**EXERCISE:**
Format the listing below as a Markdown table with the columns No. and Text, putting one line in each row with its sequential number and skipping blank lines. Omit the pictures.
----
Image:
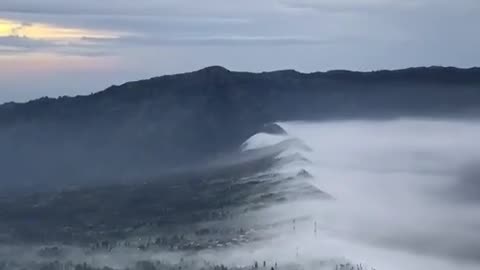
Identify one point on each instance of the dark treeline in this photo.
(145, 128)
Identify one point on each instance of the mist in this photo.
(405, 193)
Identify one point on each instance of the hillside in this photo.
(140, 130)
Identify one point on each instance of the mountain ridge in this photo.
(140, 129)
(220, 69)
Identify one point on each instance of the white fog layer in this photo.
(405, 193)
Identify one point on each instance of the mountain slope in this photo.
(142, 129)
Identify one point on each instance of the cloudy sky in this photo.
(59, 47)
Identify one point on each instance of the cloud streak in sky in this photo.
(254, 35)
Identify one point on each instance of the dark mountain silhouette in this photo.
(142, 129)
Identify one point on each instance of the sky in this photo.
(57, 47)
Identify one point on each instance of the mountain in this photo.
(141, 130)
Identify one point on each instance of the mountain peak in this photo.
(214, 70)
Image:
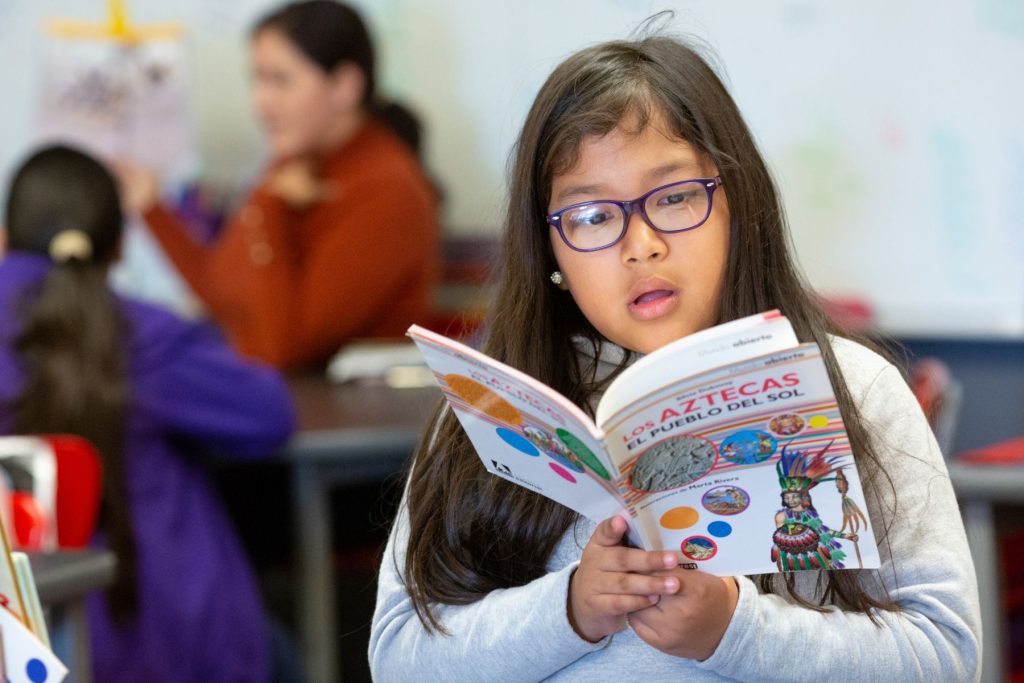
----
**EXERCISE OUTPUT:**
| No. | Text |
|---|---|
| 1 | Image: |
| 2 | Identify one point on each instance of the dark treeline in this photo. |
| 3 | (145, 128) |
| 4 | Identify one point on each instance of the mist in this photo. |
| 5 | (405, 193) |
| 6 | Identify one point on each instance of the hillside in this photo. |
| 7 | (140, 130) |
| 8 | Identify one point on each instance of the mountain ridge in this photo. |
| 9 | (140, 129) |
| 10 | (220, 69) |
| 11 | Identify one point on each instance of the white fog layer in this photo. |
| 12 | (405, 193) |
| 13 | Identify one point on each instance of the mountain slope in this photo. |
| 14 | (142, 129) |
| 15 | Identify one point on each instance of the cloudy sky in this photo. |
| 16 | (59, 47) |
| 17 | Identify one point on each instance of the cloud streak in sky in this photo. |
| 18 | (254, 35) |
| 19 | Identify one point on each instance of the dark mountain silhouette in this photo. |
| 20 | (142, 129) |
| 21 | Identify one point on each instance of the sky in this photo. |
| 22 | (57, 47) |
| 23 | Identify one point on each instance of the mountain in this photo. |
| 24 | (141, 130) |
| 25 | Identify one point on each instance of the mountain peak in this photo. |
| 26 | (214, 70) |
| 27 | Image: |